Copy out, word for word, the lines from the one containing "Label: carved pillar" through the end of the lines below, with both ends included.

The data
====

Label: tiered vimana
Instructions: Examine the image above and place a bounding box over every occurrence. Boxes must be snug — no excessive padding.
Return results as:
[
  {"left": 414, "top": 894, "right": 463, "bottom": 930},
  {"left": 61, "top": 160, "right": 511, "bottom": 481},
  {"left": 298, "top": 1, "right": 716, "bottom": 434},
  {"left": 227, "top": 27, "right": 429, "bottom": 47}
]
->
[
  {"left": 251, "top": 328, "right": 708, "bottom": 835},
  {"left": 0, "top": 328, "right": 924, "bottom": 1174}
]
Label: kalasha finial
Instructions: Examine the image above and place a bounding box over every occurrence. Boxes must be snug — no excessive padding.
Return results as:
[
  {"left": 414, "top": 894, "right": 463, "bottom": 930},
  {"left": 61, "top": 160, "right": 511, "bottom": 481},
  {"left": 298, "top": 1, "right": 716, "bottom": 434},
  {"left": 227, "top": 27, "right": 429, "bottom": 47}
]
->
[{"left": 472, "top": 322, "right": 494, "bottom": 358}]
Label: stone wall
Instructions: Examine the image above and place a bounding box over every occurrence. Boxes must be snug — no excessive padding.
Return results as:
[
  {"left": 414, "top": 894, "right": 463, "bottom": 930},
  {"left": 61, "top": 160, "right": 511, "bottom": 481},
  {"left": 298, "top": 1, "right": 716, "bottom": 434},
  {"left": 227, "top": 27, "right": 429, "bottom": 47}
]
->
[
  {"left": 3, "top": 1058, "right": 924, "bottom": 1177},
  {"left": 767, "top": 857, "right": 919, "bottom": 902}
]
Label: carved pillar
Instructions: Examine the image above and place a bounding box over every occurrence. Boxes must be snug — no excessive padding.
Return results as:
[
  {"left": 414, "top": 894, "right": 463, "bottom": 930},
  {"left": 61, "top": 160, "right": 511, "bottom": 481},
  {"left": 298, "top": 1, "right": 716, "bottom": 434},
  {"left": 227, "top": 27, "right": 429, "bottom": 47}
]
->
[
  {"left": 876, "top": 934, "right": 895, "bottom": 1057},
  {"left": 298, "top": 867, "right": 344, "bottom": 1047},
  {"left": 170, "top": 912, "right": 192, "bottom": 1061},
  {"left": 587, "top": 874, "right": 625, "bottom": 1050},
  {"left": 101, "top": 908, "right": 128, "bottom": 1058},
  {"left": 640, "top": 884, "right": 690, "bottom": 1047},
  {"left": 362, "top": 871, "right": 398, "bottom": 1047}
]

====

Result for this exercise
Label: carved pillar
Instructions: Examine the image above and place a bounding box over every occurrence. Boxes must be snug — no excessive padding.
Return results as:
[
  {"left": 414, "top": 894, "right": 463, "bottom": 930},
  {"left": 61, "top": 160, "right": 511, "bottom": 481},
  {"left": 298, "top": 1, "right": 716, "bottom": 434},
  {"left": 227, "top": 27, "right": 429, "bottom": 47}
]
->
[
  {"left": 876, "top": 934, "right": 895, "bottom": 1057},
  {"left": 298, "top": 867, "right": 344, "bottom": 1047},
  {"left": 170, "top": 912, "right": 192, "bottom": 1061},
  {"left": 587, "top": 874, "right": 625, "bottom": 1050},
  {"left": 101, "top": 908, "right": 128, "bottom": 1058},
  {"left": 640, "top": 884, "right": 690, "bottom": 1047},
  {"left": 362, "top": 871, "right": 398, "bottom": 1047}
]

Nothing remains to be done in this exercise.